GOAL OF THE EXERCISE:
Pull out every line of the material below that contains the word "evergreen", matching case exactly.

DATA FOR THIS EXERCISE:
======

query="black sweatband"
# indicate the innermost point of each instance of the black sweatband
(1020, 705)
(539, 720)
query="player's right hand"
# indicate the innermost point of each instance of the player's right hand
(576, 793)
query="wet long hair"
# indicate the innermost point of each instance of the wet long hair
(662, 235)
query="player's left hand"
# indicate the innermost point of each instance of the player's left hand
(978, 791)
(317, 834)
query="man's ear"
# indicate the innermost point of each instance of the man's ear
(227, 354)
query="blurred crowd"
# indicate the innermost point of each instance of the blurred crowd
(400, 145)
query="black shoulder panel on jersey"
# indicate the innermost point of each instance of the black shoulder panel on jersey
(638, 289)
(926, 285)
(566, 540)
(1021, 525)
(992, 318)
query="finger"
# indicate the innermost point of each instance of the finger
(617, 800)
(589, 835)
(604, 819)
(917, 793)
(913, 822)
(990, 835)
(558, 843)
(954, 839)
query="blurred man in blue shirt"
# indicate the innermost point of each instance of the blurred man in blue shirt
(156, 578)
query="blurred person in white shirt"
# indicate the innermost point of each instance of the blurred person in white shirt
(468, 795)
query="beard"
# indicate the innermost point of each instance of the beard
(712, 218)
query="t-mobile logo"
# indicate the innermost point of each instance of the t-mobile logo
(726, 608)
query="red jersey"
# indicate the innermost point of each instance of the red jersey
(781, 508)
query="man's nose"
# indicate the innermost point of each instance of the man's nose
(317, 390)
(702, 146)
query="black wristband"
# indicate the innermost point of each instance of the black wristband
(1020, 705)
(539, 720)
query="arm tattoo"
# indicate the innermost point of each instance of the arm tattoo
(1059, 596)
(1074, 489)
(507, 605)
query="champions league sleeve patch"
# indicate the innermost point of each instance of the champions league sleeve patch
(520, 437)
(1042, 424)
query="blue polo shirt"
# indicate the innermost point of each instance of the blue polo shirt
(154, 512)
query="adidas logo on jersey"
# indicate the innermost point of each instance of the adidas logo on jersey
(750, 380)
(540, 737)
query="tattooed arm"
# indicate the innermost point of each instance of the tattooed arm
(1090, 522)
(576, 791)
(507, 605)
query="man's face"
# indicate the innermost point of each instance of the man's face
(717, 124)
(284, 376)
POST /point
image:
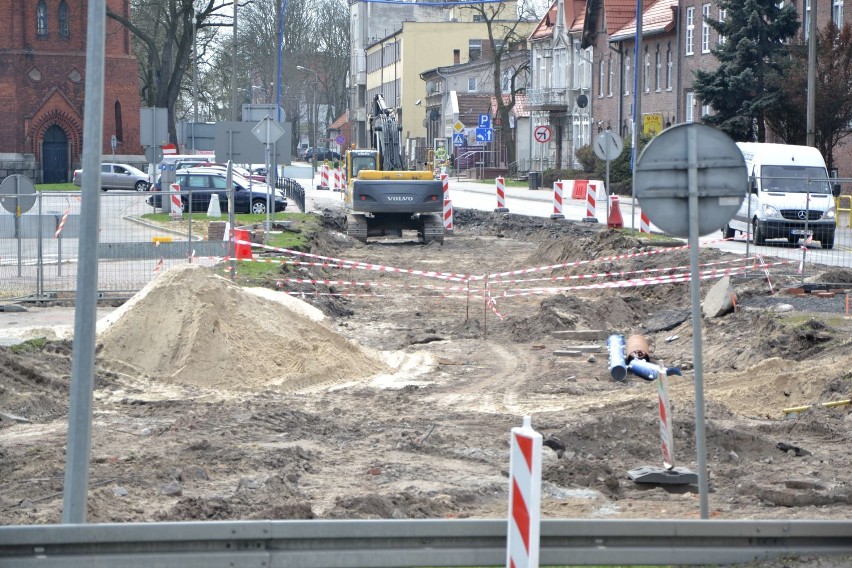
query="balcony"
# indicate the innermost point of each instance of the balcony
(552, 99)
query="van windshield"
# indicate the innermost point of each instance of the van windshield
(794, 179)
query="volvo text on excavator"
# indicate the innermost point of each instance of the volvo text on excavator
(382, 198)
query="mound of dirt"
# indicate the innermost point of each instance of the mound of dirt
(192, 327)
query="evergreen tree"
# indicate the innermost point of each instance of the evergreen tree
(833, 111)
(743, 89)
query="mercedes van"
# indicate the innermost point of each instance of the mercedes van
(790, 195)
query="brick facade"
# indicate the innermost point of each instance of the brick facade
(42, 84)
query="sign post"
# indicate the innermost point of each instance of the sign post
(542, 135)
(607, 147)
(691, 189)
(268, 132)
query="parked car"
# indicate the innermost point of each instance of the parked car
(202, 183)
(118, 176)
(322, 154)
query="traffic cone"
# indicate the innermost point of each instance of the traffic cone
(242, 250)
(614, 221)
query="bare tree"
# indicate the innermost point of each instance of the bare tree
(504, 37)
(164, 31)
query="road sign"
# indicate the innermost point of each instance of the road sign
(662, 178)
(153, 154)
(607, 145)
(17, 194)
(267, 131)
(542, 133)
(484, 135)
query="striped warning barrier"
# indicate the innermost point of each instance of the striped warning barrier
(448, 216)
(557, 201)
(176, 209)
(666, 440)
(580, 188)
(522, 543)
(591, 204)
(644, 223)
(501, 195)
(323, 177)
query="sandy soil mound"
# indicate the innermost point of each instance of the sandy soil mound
(192, 327)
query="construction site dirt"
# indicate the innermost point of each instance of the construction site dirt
(385, 385)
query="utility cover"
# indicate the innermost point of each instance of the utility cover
(662, 178)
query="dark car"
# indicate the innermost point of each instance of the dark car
(202, 183)
(322, 154)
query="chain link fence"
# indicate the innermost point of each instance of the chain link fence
(39, 249)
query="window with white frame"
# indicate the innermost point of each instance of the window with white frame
(689, 107)
(610, 76)
(690, 29)
(669, 68)
(658, 69)
(705, 28)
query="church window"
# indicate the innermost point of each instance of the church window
(63, 19)
(41, 18)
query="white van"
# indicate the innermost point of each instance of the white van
(790, 195)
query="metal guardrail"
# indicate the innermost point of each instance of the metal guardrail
(410, 543)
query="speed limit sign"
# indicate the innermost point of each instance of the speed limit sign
(542, 133)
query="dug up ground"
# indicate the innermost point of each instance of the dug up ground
(385, 385)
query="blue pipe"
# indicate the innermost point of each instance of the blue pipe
(617, 367)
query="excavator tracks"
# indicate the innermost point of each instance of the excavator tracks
(356, 227)
(431, 228)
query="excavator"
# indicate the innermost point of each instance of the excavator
(381, 197)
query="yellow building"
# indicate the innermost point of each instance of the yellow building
(394, 63)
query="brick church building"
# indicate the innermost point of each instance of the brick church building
(42, 87)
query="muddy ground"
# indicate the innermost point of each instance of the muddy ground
(425, 433)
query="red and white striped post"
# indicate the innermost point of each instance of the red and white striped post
(667, 442)
(448, 204)
(175, 209)
(501, 195)
(522, 543)
(644, 223)
(323, 177)
(557, 201)
(591, 204)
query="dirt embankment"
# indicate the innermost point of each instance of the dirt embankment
(391, 393)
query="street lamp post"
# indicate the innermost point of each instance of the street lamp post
(314, 114)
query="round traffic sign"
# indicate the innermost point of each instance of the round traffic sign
(607, 145)
(17, 194)
(542, 133)
(690, 154)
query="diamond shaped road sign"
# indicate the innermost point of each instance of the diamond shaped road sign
(268, 131)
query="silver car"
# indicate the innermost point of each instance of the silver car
(118, 176)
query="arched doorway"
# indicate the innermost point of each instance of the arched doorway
(54, 156)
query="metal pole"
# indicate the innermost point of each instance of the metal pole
(83, 352)
(637, 107)
(695, 289)
(811, 115)
(234, 68)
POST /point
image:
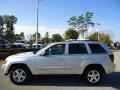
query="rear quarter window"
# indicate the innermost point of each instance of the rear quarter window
(77, 49)
(96, 48)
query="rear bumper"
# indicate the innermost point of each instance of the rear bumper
(109, 68)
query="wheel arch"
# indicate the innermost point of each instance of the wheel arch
(98, 66)
(19, 65)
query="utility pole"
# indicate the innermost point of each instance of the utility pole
(37, 14)
(98, 31)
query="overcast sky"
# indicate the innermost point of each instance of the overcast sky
(53, 14)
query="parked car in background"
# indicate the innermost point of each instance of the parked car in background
(91, 59)
(5, 44)
(20, 43)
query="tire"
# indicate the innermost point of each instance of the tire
(93, 76)
(19, 75)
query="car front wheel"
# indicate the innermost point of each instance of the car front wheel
(93, 76)
(19, 75)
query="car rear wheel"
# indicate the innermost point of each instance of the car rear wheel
(93, 76)
(19, 75)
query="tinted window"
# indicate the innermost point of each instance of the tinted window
(58, 49)
(77, 49)
(96, 48)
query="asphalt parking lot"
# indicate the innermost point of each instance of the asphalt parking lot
(72, 82)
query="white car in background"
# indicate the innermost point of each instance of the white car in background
(21, 43)
(91, 59)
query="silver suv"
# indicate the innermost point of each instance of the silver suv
(91, 59)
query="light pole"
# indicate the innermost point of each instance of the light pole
(98, 31)
(37, 13)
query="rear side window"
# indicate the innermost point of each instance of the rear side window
(97, 48)
(77, 49)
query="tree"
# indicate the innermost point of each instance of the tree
(1, 26)
(81, 23)
(73, 22)
(9, 22)
(46, 39)
(17, 37)
(71, 34)
(56, 38)
(104, 37)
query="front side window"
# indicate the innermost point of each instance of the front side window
(58, 49)
(77, 49)
(96, 48)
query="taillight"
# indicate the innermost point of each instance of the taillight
(112, 58)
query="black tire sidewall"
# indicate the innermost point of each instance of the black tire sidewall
(25, 70)
(86, 76)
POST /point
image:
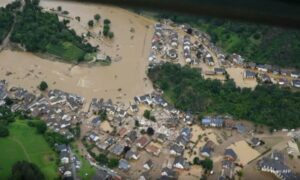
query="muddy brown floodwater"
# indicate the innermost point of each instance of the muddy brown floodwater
(120, 81)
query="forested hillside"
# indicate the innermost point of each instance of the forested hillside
(40, 31)
(187, 90)
(258, 43)
(6, 21)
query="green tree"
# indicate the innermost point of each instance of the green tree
(97, 17)
(113, 163)
(91, 23)
(102, 159)
(106, 29)
(103, 114)
(106, 21)
(3, 131)
(43, 86)
(41, 127)
(150, 131)
(196, 161)
(78, 18)
(26, 171)
(240, 174)
(110, 35)
(207, 164)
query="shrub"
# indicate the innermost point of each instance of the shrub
(97, 17)
(106, 21)
(4, 131)
(110, 35)
(43, 86)
(91, 23)
(146, 114)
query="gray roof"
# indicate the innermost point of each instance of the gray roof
(182, 161)
(149, 163)
(178, 149)
(123, 164)
(117, 149)
(61, 147)
(230, 153)
(170, 173)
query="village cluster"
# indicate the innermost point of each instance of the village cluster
(60, 111)
(185, 45)
(150, 138)
(162, 145)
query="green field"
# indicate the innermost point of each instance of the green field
(24, 144)
(86, 171)
(66, 50)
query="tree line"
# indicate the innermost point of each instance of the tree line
(36, 30)
(256, 42)
(189, 91)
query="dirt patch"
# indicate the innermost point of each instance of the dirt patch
(244, 152)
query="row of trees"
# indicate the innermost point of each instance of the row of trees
(188, 91)
(36, 29)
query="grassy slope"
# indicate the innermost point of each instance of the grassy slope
(66, 50)
(24, 144)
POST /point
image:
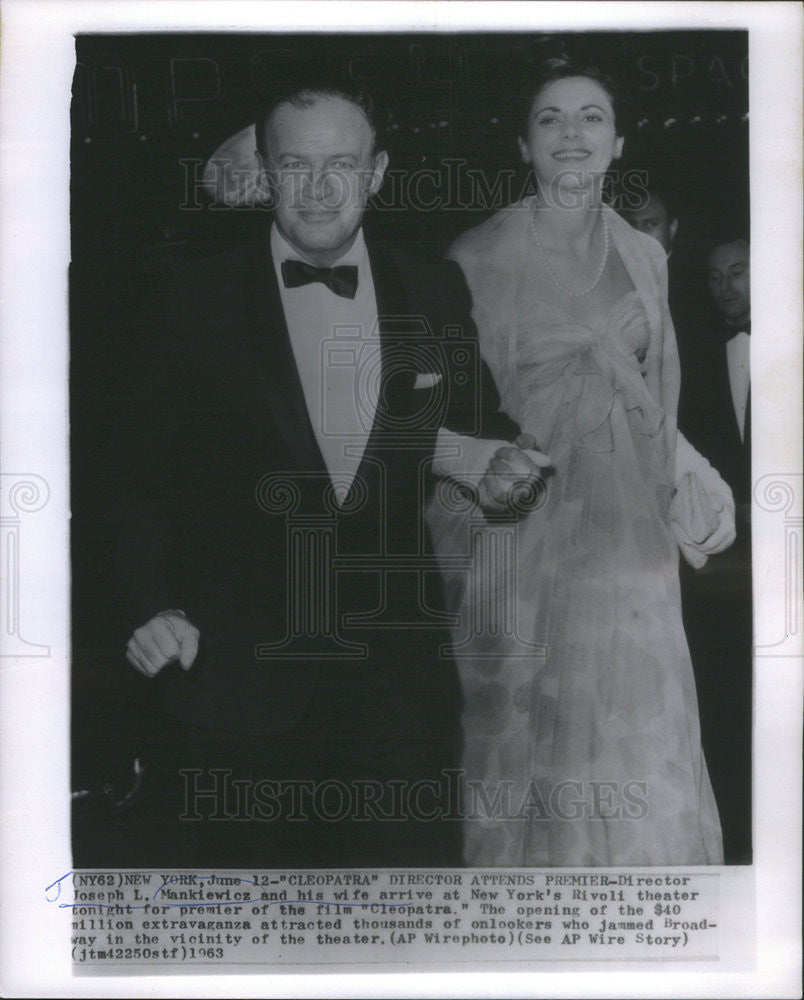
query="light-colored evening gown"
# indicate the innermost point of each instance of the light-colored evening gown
(581, 731)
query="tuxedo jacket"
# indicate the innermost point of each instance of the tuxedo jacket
(706, 410)
(226, 512)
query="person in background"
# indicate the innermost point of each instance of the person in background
(654, 217)
(715, 414)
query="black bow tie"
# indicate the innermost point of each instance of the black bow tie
(340, 280)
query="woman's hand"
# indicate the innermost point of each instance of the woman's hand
(513, 470)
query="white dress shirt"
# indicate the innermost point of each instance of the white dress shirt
(738, 358)
(335, 342)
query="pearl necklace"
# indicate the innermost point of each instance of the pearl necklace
(600, 270)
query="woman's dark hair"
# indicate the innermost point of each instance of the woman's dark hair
(303, 92)
(561, 68)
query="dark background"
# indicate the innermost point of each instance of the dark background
(142, 104)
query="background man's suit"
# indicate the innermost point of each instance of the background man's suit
(717, 600)
(225, 409)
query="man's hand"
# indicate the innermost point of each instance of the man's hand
(512, 468)
(164, 639)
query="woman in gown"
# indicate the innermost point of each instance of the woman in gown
(582, 742)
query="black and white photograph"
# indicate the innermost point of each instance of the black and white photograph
(337, 635)
(429, 548)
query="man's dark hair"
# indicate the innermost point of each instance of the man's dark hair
(304, 92)
(561, 68)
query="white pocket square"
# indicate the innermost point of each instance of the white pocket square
(426, 380)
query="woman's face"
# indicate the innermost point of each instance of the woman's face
(571, 139)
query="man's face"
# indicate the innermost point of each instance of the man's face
(322, 162)
(652, 219)
(730, 280)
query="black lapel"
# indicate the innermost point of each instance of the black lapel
(395, 320)
(281, 397)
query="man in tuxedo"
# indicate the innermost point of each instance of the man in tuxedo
(275, 566)
(714, 413)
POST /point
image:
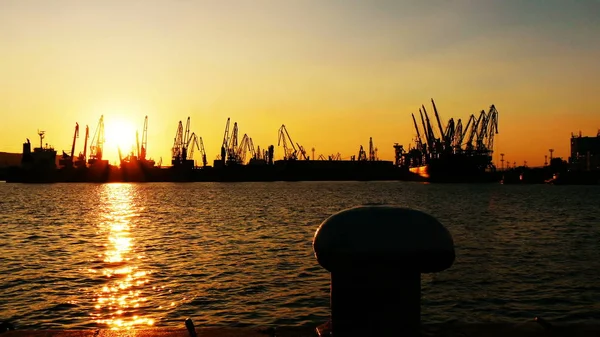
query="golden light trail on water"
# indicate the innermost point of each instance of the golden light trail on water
(119, 302)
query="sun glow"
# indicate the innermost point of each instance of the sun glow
(119, 133)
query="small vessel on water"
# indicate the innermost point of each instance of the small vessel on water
(38, 165)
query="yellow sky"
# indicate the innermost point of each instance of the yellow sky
(335, 72)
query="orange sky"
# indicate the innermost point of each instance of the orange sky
(335, 72)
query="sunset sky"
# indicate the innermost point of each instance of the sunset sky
(334, 72)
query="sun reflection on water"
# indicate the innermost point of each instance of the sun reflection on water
(119, 303)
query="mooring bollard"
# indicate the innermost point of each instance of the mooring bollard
(376, 255)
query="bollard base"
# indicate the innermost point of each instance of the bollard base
(375, 303)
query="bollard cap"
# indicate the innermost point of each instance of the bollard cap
(383, 237)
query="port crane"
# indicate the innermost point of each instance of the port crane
(290, 152)
(67, 159)
(97, 143)
(82, 158)
(202, 152)
(476, 138)
(232, 147)
(181, 144)
(223, 155)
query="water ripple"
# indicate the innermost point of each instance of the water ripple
(93, 256)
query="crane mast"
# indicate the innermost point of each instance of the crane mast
(144, 149)
(97, 146)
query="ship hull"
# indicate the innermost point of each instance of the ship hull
(457, 169)
(280, 171)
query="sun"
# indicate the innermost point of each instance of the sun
(119, 134)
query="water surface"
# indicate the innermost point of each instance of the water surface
(237, 254)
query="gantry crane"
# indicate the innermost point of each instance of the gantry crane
(97, 146)
(289, 149)
(66, 160)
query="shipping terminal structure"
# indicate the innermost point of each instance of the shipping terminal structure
(453, 153)
(238, 160)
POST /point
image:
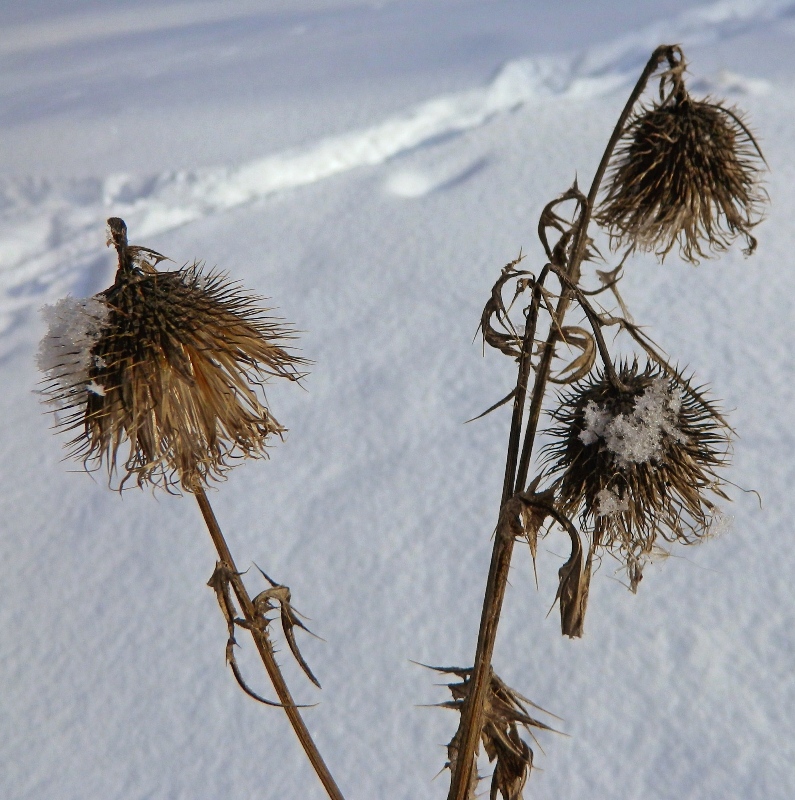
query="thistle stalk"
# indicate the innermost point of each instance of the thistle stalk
(516, 479)
(265, 649)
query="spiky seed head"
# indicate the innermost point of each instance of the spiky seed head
(637, 463)
(685, 172)
(162, 374)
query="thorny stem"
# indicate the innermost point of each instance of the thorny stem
(265, 649)
(472, 712)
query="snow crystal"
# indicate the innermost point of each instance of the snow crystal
(96, 388)
(720, 522)
(637, 437)
(608, 502)
(65, 351)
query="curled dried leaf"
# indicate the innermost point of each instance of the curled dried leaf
(505, 711)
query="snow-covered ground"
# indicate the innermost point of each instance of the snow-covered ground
(370, 166)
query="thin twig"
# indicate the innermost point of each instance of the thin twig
(265, 649)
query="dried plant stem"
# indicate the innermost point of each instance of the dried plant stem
(515, 480)
(265, 649)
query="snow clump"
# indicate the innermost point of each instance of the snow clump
(637, 437)
(75, 325)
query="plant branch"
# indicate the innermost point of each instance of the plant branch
(265, 649)
(516, 478)
(472, 711)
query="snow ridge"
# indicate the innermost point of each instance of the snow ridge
(49, 231)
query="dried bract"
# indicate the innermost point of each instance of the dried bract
(162, 373)
(504, 711)
(637, 462)
(686, 172)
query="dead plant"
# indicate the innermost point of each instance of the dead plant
(162, 377)
(636, 448)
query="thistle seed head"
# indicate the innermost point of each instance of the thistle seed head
(686, 172)
(637, 463)
(162, 373)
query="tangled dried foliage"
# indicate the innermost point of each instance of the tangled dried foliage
(168, 380)
(637, 462)
(504, 711)
(686, 171)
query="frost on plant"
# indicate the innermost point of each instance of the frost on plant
(65, 353)
(637, 436)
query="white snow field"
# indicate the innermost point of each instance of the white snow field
(370, 167)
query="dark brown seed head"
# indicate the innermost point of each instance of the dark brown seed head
(162, 373)
(637, 463)
(686, 172)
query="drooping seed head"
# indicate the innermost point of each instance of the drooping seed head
(685, 172)
(162, 374)
(638, 463)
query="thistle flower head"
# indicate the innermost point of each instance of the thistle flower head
(638, 462)
(162, 373)
(686, 172)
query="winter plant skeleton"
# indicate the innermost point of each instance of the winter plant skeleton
(636, 447)
(162, 376)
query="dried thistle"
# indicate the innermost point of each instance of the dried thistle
(637, 463)
(165, 371)
(686, 171)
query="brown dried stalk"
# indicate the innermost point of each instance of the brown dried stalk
(162, 375)
(709, 149)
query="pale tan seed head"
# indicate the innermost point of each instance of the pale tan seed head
(686, 172)
(171, 385)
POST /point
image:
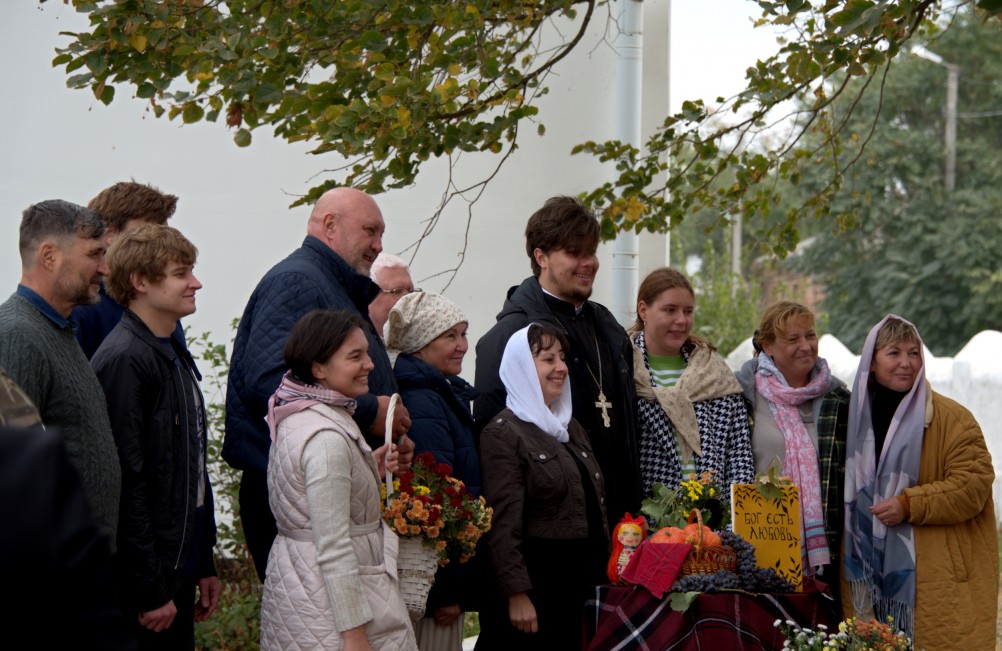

======

EXERCISE RESULT:
query="evergreen tree"
# indicate the innermost point of each instance of the evergreen tree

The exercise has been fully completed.